Symptomen: Afwijkingen in gestalte, ogen en bloed
Gestalte
Baby's met het Kenny-Caffey syndroom worden vaak geboren met een
laag geboortegewicht, wat resulteert in een abnormaal grote schedel (
macrocefalie). De voorste fontanel sluit zich vaak zeer laat bij pasgeborenen. De fontanel is het deel van de schedel dat nog niet verbeend is bij de geboorte (de "zachte plek"). Volwassen patiënten met deze aandoening hebben vaak een
kort gestalte.
Ogen
Bij sommige patiënten kan
cataract (staar: troebele ooglens) bij de geboorte optreden. De ogen zijn vaak abnormaal klein (
microftalmie). Andere veel voorkomende visuele kenmerken zijn
verziendheid (hypermetropie) en/of
bijziendheid (myopie). In sommige gevallen zijn de oogzenuwen gezwollen en zijn de netvliesbloedvaten abnormaal bochtig en verwijd. De ogen kunnen bovendien diep in het
gezicht liggen.
Bloed
Patiënten met het Kenny-Caffey syndroom hebben vaak recidiverende lage calciumgehaltes in het bloed (
hypocalciëmie). Dit wordt veroorzaakt door
hypoparathyreoïdie (onvoldoende werking van de bijschildklieren), een zeldzame calciumstofwisselingsstoornis die gekenmerkt wordt door hypocalciëmie, hypocalciurie,
hyperfosfatemie (verhoogde fosfaatniveaus in het bloed) en hyperfosfaturie. De hypocalciëmie begint meestal binnen de twee tot drie maanden na de geboorte en kan aanhouden, maar komt vaak terug. Bij volwassenen kan hypocalciëmie optreden als gevolg van stress, een operatie of ziekte. Een laag calciumgehalte in het bloed kan leiden tot
tetanie, een toestand gekenmerkt door
spiertrekkingen,
spasmen, krampen en een
hoge, piepende ademhaling.

----------

OPDRACHT A
Wanneer begint de hypocalciëmie volgens de tekst over het Kenny-Caffey syndroom meestal?
OPDRACHT B
Citeer uit de tekst over het Kenny-Caffey syndroom letterlijk het gedeelte van "Symptomen: Afwijkingen in" tot en met "kort gestalte.".
De rijen spelen hierbij geen enkele rol.

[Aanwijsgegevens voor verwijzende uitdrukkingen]
----------

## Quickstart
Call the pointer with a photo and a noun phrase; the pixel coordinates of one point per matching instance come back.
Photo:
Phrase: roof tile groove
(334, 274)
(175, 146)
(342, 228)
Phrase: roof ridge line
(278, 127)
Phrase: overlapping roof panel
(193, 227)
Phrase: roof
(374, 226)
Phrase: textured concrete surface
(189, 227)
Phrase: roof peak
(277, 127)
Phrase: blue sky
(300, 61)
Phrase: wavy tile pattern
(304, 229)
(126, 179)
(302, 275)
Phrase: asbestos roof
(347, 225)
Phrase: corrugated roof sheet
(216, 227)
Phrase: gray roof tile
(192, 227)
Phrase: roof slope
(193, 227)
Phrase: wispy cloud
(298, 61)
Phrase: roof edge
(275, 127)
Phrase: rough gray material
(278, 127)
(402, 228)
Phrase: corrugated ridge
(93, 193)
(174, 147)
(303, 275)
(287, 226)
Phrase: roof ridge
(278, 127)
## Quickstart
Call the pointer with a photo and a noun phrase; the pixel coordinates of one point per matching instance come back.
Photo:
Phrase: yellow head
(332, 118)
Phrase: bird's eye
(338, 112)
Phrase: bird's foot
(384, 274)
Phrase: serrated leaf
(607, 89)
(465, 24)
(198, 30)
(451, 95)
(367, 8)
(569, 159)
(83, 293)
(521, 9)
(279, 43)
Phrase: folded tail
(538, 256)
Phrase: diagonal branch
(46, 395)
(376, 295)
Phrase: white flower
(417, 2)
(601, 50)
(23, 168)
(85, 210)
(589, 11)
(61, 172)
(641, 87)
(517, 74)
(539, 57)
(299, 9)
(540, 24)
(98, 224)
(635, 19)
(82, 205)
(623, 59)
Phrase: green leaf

----------

UITGEWERKT ANTWOORD A
Meestal binnen twee tot drie maanden na de geboorte.

UITGEWERKT ANTWOORD B
Symptomen: Afwijkingen in gestalte, ogen en bloed
Gestalte
Baby's met het Kenny-Caffey syndroom worden vaak geboren met een
laag geboortegewicht, wat resulteert in een abnormaal grote schedel (
macrocefalie). De voorste fontanel sluit zich vaak zeer laat bij pasgeborenen. De fontanel is het deel van de schedel dat nog niet verbeend is bij de geboorte (de "zachte plek"). Volwassen patiënten met deze aandoening hebben vaak een
kort gestalte.